:: SUPPLIED RECORDS ::
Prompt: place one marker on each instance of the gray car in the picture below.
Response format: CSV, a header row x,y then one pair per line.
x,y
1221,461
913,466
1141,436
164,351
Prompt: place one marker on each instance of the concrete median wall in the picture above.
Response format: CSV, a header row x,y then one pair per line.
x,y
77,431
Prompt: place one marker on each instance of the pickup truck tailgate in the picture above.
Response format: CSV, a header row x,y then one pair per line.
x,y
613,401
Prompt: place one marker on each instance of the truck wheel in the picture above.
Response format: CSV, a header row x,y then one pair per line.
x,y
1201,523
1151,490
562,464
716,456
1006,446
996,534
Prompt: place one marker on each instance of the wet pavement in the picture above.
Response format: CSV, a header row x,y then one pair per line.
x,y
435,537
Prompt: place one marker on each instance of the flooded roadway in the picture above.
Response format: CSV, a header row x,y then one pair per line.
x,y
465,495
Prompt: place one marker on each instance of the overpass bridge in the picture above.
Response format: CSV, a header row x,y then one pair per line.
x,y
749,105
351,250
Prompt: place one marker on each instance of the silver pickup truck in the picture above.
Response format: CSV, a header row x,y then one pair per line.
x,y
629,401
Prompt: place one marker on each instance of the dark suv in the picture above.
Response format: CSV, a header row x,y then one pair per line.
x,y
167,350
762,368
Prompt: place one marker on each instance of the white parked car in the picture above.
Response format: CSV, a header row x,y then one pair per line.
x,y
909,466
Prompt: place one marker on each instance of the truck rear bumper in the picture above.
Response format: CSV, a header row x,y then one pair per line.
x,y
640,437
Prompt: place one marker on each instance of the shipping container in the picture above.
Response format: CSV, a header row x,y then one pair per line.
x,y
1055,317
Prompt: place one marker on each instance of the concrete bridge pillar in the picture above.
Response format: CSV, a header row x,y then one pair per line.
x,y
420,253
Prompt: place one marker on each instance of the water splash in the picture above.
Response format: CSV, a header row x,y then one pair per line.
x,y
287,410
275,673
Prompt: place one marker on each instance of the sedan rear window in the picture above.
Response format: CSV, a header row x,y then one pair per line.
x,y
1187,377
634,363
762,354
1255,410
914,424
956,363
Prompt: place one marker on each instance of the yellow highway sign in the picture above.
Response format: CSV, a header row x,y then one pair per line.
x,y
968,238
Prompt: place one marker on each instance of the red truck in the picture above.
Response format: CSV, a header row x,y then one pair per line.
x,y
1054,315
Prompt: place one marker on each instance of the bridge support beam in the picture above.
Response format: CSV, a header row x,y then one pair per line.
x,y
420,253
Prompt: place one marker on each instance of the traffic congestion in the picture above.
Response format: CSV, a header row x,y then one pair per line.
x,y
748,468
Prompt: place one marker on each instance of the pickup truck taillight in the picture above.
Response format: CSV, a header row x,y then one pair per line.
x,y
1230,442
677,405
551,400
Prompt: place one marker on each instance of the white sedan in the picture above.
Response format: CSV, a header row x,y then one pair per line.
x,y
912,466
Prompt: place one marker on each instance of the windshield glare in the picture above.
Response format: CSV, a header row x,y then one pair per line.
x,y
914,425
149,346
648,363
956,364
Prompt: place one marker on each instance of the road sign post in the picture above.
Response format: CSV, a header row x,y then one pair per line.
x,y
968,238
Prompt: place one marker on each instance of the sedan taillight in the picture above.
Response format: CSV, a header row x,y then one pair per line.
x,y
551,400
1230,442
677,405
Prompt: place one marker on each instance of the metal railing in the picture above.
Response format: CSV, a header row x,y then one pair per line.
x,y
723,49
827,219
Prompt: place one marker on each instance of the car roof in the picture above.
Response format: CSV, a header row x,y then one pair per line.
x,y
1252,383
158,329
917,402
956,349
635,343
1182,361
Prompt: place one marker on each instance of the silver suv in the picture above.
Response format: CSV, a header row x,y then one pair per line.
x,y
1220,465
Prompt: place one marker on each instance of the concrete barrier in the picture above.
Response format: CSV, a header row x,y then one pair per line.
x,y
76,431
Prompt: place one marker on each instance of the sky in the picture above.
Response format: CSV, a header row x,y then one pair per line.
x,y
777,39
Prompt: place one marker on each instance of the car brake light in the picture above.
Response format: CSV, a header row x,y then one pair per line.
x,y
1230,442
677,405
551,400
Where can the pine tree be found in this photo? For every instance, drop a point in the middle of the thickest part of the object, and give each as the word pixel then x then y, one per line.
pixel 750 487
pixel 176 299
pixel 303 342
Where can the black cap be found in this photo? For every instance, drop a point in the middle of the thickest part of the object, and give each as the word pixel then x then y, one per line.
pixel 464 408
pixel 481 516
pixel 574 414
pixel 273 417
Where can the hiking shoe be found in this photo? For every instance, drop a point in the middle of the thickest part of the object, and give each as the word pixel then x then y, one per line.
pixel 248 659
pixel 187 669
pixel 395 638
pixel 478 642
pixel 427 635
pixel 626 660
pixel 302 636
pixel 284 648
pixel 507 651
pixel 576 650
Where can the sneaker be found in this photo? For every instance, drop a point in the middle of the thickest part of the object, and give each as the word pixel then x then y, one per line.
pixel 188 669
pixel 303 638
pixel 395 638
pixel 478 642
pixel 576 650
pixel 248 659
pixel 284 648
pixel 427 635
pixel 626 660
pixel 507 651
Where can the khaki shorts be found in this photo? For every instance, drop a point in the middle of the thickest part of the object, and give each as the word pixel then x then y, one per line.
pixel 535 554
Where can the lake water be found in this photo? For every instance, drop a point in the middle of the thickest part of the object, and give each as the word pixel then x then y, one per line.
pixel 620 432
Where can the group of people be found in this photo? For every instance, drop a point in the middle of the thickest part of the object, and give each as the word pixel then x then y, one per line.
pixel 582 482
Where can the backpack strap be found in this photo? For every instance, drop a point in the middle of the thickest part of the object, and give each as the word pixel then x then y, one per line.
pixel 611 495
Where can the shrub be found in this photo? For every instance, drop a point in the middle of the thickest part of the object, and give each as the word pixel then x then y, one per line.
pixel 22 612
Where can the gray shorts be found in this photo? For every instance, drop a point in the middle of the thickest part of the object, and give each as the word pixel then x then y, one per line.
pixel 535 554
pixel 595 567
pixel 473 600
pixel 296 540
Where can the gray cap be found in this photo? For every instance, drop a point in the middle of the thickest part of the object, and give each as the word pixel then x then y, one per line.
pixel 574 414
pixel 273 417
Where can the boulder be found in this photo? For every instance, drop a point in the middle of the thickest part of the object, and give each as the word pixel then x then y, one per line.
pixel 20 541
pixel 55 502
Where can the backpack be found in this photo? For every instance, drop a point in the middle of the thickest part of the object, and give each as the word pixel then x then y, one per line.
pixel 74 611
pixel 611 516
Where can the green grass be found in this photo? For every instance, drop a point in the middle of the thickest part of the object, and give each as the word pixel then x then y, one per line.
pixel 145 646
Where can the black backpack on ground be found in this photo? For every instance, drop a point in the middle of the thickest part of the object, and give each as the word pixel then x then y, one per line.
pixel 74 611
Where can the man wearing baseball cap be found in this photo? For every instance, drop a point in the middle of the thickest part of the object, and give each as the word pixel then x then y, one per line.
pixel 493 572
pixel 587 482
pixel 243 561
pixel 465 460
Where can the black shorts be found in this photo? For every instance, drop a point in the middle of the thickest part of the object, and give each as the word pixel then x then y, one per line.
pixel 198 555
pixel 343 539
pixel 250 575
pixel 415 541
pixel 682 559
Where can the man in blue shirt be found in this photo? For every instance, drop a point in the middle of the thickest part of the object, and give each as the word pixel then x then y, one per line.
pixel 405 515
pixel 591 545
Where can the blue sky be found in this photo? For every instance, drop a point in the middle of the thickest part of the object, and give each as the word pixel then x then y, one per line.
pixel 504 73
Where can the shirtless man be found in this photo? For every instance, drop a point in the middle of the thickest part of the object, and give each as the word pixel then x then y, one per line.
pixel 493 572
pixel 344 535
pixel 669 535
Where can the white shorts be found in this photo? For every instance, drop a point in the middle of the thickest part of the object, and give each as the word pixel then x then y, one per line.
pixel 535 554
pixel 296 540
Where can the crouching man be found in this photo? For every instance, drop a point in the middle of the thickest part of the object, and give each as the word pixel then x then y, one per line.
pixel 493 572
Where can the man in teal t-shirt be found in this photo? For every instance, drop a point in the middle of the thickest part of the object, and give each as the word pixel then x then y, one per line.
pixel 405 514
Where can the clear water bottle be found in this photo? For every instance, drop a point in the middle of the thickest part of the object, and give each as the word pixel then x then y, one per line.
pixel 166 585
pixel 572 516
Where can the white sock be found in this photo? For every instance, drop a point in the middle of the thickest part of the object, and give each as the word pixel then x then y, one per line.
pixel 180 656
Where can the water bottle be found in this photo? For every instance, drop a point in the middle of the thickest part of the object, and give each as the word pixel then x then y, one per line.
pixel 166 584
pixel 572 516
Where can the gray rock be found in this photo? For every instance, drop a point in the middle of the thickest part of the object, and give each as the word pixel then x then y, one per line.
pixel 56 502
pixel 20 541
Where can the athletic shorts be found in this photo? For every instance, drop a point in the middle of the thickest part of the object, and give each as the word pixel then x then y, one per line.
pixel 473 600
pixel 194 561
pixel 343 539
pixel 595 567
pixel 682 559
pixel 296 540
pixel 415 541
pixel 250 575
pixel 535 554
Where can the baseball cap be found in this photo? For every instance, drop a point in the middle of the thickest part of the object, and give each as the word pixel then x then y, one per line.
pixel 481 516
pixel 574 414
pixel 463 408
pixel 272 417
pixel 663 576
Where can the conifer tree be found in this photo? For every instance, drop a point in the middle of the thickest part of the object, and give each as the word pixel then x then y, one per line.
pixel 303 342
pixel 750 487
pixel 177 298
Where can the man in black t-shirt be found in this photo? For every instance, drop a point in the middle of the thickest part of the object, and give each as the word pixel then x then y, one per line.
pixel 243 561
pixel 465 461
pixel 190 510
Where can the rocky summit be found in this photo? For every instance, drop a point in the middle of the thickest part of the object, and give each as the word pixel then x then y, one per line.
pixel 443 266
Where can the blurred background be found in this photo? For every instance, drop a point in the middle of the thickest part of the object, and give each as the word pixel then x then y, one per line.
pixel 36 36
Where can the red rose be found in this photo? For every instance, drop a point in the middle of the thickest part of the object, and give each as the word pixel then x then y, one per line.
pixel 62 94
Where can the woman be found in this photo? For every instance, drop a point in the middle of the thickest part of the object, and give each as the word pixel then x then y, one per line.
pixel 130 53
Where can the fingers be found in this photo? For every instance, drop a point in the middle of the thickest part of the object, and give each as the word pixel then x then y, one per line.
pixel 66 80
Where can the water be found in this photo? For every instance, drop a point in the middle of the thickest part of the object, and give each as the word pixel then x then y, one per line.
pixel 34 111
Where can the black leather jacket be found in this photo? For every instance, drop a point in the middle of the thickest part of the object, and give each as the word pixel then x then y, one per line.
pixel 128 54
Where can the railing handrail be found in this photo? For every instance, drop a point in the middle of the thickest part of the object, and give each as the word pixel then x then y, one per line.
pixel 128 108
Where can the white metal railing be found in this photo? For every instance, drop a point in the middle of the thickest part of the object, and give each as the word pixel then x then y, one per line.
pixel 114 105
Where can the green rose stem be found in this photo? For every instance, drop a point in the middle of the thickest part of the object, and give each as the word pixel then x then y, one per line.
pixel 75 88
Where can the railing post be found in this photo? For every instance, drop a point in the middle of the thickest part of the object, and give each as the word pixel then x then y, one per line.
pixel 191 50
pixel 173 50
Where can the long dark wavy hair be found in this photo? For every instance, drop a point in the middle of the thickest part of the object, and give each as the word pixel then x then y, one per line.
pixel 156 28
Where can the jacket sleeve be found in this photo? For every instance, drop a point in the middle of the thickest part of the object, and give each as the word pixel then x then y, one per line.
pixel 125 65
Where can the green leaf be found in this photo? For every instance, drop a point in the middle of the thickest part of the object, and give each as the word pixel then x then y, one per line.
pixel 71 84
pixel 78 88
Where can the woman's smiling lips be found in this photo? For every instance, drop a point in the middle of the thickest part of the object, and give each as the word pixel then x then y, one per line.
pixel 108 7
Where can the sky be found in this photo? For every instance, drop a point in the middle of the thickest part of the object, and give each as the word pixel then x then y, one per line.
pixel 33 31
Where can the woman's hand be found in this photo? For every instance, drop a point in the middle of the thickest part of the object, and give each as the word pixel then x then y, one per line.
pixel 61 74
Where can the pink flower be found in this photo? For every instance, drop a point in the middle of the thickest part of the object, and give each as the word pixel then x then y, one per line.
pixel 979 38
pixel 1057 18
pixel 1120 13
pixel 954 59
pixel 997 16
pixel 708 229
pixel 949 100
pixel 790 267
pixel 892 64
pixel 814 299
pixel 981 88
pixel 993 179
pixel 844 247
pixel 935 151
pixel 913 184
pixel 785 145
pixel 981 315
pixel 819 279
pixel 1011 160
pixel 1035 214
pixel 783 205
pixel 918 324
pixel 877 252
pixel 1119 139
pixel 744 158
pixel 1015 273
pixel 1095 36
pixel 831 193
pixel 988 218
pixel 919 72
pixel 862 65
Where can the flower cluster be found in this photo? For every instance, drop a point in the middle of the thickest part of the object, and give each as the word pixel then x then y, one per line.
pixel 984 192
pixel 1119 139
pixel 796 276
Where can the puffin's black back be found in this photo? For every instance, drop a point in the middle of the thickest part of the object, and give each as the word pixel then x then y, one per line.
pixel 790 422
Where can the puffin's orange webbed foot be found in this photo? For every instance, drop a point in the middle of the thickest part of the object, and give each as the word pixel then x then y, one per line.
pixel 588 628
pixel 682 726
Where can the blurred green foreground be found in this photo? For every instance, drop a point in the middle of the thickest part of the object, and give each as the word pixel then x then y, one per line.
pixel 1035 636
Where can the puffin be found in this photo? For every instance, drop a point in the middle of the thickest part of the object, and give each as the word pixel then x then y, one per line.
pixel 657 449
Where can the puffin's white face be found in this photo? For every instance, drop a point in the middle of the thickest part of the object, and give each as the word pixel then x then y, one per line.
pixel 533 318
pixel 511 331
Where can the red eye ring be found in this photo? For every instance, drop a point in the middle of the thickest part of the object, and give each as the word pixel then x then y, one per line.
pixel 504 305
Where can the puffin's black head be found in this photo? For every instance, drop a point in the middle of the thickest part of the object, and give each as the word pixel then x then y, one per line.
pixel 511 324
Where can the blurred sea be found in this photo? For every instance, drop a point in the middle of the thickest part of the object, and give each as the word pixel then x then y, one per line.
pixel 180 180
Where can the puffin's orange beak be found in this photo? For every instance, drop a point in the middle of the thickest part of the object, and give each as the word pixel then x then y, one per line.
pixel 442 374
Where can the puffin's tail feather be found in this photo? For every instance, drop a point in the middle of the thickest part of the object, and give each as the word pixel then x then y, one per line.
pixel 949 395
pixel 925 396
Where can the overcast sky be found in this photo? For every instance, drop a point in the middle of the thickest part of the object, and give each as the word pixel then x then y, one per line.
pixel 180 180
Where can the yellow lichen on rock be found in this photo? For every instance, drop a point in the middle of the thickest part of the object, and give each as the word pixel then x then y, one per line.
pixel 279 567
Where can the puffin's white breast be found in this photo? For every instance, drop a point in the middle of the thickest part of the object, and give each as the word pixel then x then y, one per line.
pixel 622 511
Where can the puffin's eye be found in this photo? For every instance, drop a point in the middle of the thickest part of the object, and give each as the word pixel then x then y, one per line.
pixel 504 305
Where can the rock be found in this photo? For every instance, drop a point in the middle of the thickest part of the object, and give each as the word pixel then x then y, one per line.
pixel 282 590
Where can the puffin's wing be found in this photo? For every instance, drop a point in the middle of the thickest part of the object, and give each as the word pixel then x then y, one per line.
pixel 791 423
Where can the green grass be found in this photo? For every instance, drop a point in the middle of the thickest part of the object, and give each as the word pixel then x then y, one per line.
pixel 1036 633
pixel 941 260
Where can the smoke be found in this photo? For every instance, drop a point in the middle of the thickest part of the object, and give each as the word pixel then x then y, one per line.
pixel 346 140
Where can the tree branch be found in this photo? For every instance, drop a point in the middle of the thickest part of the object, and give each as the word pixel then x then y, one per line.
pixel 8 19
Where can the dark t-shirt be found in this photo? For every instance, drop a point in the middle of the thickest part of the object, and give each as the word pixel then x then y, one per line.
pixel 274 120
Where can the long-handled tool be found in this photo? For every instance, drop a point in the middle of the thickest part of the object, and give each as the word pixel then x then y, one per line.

:: EXERCISE REQUIREMENTS ::
Report every line in the data that holds "silver", copying each one.

:: COMPLETED EXERCISE ::
Prompt: place one marker on each instance of the silver pickup truck in the picture above.
Prompt: place one marker on each instance of the silver suv in the picture above.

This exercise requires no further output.